▶ **Given request**
Format every line of the listing below as a numbered list, skipping blank lines and omitting the pictures.
━━━ Supplied information ━━━
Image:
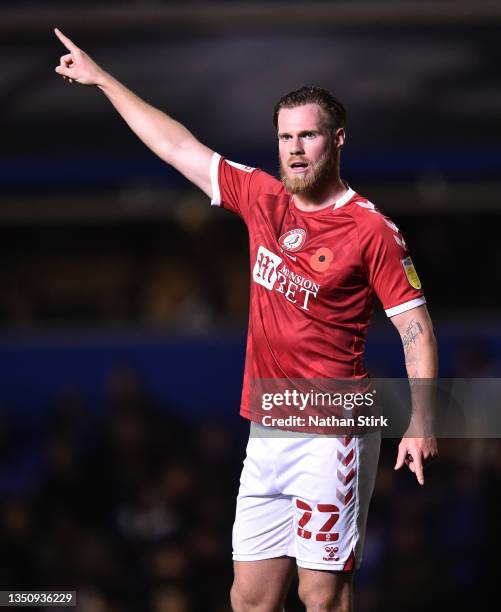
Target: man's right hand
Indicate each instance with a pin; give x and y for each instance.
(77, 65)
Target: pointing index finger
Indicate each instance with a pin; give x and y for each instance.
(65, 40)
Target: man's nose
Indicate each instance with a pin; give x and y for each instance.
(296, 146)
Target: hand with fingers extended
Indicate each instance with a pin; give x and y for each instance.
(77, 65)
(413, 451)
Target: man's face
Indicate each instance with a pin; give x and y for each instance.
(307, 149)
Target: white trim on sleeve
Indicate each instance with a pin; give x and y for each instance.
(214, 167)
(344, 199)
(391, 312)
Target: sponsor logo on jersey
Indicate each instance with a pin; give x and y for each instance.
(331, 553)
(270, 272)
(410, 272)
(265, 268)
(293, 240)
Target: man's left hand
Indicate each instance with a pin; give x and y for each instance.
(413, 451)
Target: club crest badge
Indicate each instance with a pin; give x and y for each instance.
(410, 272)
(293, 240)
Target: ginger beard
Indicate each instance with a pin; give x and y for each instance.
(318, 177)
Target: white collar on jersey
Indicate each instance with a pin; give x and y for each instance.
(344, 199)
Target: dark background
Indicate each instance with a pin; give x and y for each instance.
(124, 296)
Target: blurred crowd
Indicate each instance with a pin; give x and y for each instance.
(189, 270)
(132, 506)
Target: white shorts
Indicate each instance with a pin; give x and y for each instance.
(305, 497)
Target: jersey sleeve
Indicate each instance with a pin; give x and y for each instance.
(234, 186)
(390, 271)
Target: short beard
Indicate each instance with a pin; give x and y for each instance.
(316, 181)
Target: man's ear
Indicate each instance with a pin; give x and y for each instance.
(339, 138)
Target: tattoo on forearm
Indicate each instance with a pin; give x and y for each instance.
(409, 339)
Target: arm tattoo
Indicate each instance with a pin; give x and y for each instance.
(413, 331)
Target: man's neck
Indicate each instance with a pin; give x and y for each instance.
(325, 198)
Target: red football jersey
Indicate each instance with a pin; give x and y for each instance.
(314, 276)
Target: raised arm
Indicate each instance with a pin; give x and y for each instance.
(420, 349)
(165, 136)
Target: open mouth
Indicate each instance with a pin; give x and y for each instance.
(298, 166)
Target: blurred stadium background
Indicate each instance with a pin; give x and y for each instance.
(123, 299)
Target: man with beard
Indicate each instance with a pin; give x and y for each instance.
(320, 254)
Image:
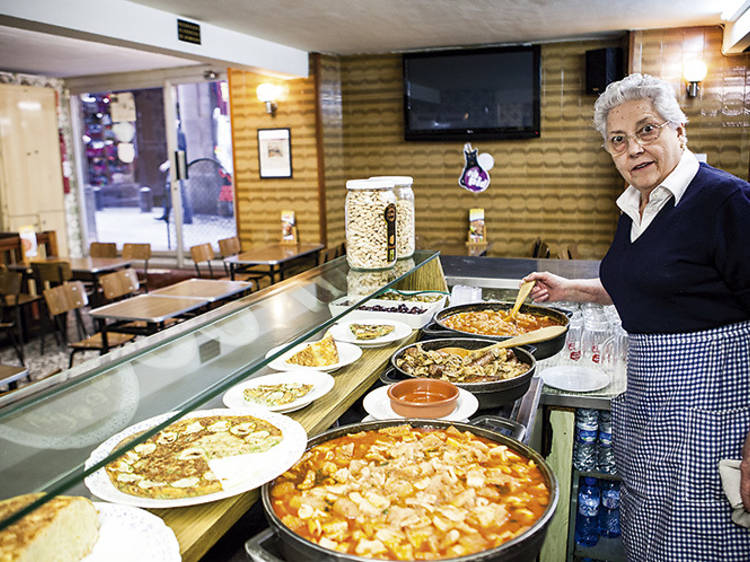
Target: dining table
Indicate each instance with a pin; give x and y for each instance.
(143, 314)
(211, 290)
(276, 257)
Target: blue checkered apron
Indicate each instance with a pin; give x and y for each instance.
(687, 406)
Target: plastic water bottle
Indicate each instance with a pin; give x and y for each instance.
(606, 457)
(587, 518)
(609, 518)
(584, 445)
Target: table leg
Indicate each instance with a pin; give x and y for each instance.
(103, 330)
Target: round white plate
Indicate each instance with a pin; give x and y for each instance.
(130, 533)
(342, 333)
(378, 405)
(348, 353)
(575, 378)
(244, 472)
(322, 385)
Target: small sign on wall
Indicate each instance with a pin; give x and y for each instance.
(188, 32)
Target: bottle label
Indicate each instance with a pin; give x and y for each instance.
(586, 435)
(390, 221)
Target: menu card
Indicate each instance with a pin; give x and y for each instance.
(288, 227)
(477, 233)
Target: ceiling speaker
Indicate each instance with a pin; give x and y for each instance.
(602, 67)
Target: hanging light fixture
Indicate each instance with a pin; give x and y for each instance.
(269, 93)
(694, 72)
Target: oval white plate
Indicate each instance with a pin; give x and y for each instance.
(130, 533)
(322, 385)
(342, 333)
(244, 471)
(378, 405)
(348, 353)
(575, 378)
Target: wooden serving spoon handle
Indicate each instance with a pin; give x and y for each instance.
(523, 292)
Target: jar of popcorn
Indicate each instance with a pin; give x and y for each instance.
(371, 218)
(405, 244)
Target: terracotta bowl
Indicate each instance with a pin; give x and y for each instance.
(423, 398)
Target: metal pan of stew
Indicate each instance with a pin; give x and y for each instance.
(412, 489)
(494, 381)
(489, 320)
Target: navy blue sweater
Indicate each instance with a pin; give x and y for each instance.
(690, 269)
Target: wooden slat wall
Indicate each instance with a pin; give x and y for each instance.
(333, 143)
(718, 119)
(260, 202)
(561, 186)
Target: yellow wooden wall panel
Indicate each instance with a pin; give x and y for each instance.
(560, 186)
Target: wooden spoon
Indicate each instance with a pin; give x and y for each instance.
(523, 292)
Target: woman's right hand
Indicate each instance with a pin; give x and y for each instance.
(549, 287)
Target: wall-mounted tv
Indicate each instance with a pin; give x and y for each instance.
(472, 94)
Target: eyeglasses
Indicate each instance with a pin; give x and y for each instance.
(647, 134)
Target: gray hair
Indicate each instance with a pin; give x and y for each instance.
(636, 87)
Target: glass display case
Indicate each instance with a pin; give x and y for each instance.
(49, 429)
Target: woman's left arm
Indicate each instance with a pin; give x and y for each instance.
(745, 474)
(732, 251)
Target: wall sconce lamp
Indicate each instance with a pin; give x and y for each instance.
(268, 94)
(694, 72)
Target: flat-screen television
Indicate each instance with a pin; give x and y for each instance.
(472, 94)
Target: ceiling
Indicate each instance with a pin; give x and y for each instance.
━━━
▶ **Completed task**
1. Image:
2. Target: man's right hand
3. Indicate each instance with a pin; give x and y for each instance.
4. (77, 65)
5. Target: pointing index finger
6. Indicate each instance with a pin; give x and y for each instance.
7. (65, 40)
8. Target: man's nose
9. Indicate each instance with a pin; give x and y for each instance.
10. (296, 146)
11. Target: hand with fingers extended
12. Indicate each instance with a pin; give x and y for each instance.
13. (77, 65)
14. (413, 451)
15. Target: man's face
16. Indicate each instance with a pin; give x and y for each instance.
17. (307, 149)
18. Target: white trim on sleeve
19. Indicate each instance with a pin; give x and y for each instance.
20. (214, 167)
21. (344, 199)
22. (391, 312)
23. Target: sponsor logo on jersey
24. Indicate each instance with a pin; give x and y for each instance.
25. (331, 553)
26. (270, 272)
27. (410, 272)
28. (265, 268)
29. (293, 240)
30. Target: man's left hand
31. Indicate each instance with a pin; give x and y for each instance.
32. (413, 451)
33. Target: club crest badge
34. Indicate each instance with a pin; give x and y for each instance.
35. (410, 272)
36. (293, 240)
37. Target: ginger beard
38. Indicate each instance with a pin; give x and y for each instance.
39. (318, 177)
40. Target: white collar on jersey
41. Indicate each instance with a pin; give x and y for each instance.
42. (344, 199)
43. Target: dark background
44. Indicate each instance with a pin; give x and y for each instance.
45. (124, 296)
46. Target: blurred crowd
47. Indicate each instance with a pin; give x and y for each instance.
48. (189, 270)
49. (132, 506)
50. Target: white shorts
51. Indicate each instance with a pin; give x and y for each instance.
52. (305, 497)
53. Target: jersey sleeve
54. Indicate each instance with a pin; give x and y for each instance.
55. (234, 186)
56. (390, 271)
57. Target: short beard
58. Indicate each instance with a pin; give x and y for each instance.
59. (316, 181)
60. Target: man's ear
61. Indicate each instance with a pin; give x and y for each instance.
62. (339, 138)
63. Target: tattoo on forearm
64. Indicate each instance with a pin; give x and y for each instance.
65. (409, 339)
66. Target: arm tattoo
67. Indicate each instance with a pin; give x and y for each instance.
68. (413, 331)
69. Target: man's neck
70. Indicate each instance with a pin; give x and y for each instance.
71. (325, 198)
72. Target: red football jersey
73. Indicate each instance with a pin; give x and y for each instance.
74. (314, 276)
75. Target: raised arm
76. Indicate each instance with a pin; give x and y for each instance.
77. (420, 349)
78. (165, 136)
79. Target: open mouth
80. Indicate each instance with a pin; give x and y for each instance.
81. (298, 166)
82. Target: blurred stadium background
83. Indicate each instance with a pin; give x and y for each instance.
84. (123, 299)
85. Target: man with beard
86. Indicate each instance with a pin; give x and y for each instance.
87. (320, 254)
88. Image:
89. Target: dining table
90. Indicate each instance with a pin; give x and y for each instance.
91. (143, 314)
92. (211, 290)
93. (276, 257)
94. Target: blue checkered apron
95. Indicate each instance with a pin; give x and y for each instance.
96. (687, 406)
97. Target: plastic water bottle
98. Indicate each instance with a pin; give x and y for each instance.
99. (606, 457)
100. (587, 518)
101. (609, 518)
102. (584, 445)
103. Target: table leg
104. Indicate each instance with a pin; give x and y for each instance.
105. (103, 330)
106. Target: round white plate
107. Indicate each instance with a pin; give x and y for each instance.
108. (130, 533)
109. (342, 333)
110. (378, 405)
111. (348, 353)
112. (575, 378)
113. (244, 472)
114. (322, 385)
115. Target: small sign on wall
116. Indicate each instance with a pin; give x and y for each instance.
117. (188, 32)
118. Target: bottle label
119. Indicate each instance with a pin; give x and y for each instance.
120. (586, 435)
121. (390, 221)
122. Target: menu card
123. Indicate each instance with a pin; give x and y for each instance.
124. (288, 227)
125. (477, 233)
126. Target: ceiling speaker
127. Indicate each instance with a pin; give x and y for each instance.
128. (602, 67)
129. Target: hanging light fixture
130. Indicate each instance with a pin; give x and y for each instance.
131. (269, 93)
132. (694, 72)
133. Target: oval white plate
134. Indicate each instance with a pin; give x and y for each instance.
135. (130, 533)
136. (322, 385)
137. (342, 333)
138. (244, 471)
139. (378, 405)
140. (348, 353)
141. (575, 378)
142. Target: wooden serving spoon handle
143. Indicate each instance with a pin; give x and y for each instance.
144. (523, 292)
145. Target: jar of popcorn
146. Indicate each instance with a pin; give x and y for each instance.
147. (371, 218)
148. (405, 244)
149. Target: terracotta bowl
150. Indicate each instance with a pin; give x and y for each instance.
151. (423, 398)
152. Target: metal pan of stew
153. Indicate each instance with a pin; give x and y for each instance.
154. (412, 489)
155. (494, 381)
156. (489, 320)
157. Target: navy blue sweater
158. Indicate each instance with a pin; give x and y for each instance.
159. (690, 269)
160. Target: wooden slat wall
161. Indicate each instance with a pin; give x and y for each instance.
162. (333, 143)
163. (718, 119)
164. (260, 202)
165. (561, 186)
166. Target: yellow wooden wall panel
167. Indicate each instance with a pin; give x and y for each instance.
168. (560, 186)
169. Target: wooden spoon
170. Indicate each instance with a pin; give x and y for each instance.
171. (523, 292)
172. Target: woman's right hand
173. Indicate each instance with a pin; give x and y for each instance.
174. (549, 287)
175. Target: wall-mounted tv
176. Indicate each instance with a pin; give x and y for each instance.
177. (472, 94)
178. Target: eyeglasses
179. Indicate each instance with a pin; give x and y for each instance.
180. (647, 134)
181. Target: gray hair
182. Indicate each instance with a pin; give x and y for each instance.
183. (636, 87)
184. Target: glass display case
185. Indicate each instance with a pin; give x and y for each instance.
186. (49, 429)
187. Target: woman's left arm
188. Indicate each instance with a pin; give x and y for each instance.
189. (745, 474)
190. (732, 251)
191. Target: wall sconce lamp
192. Indicate each instance with a pin; give x and y for each instance.
193. (268, 94)
194. (694, 72)
195. Target: flat-screen television
196. Indicate each instance with a pin; give x and y for each instance.
197. (472, 94)
198. Target: ceiling
199. Indicate each instance with a pin; give x and y for each instance.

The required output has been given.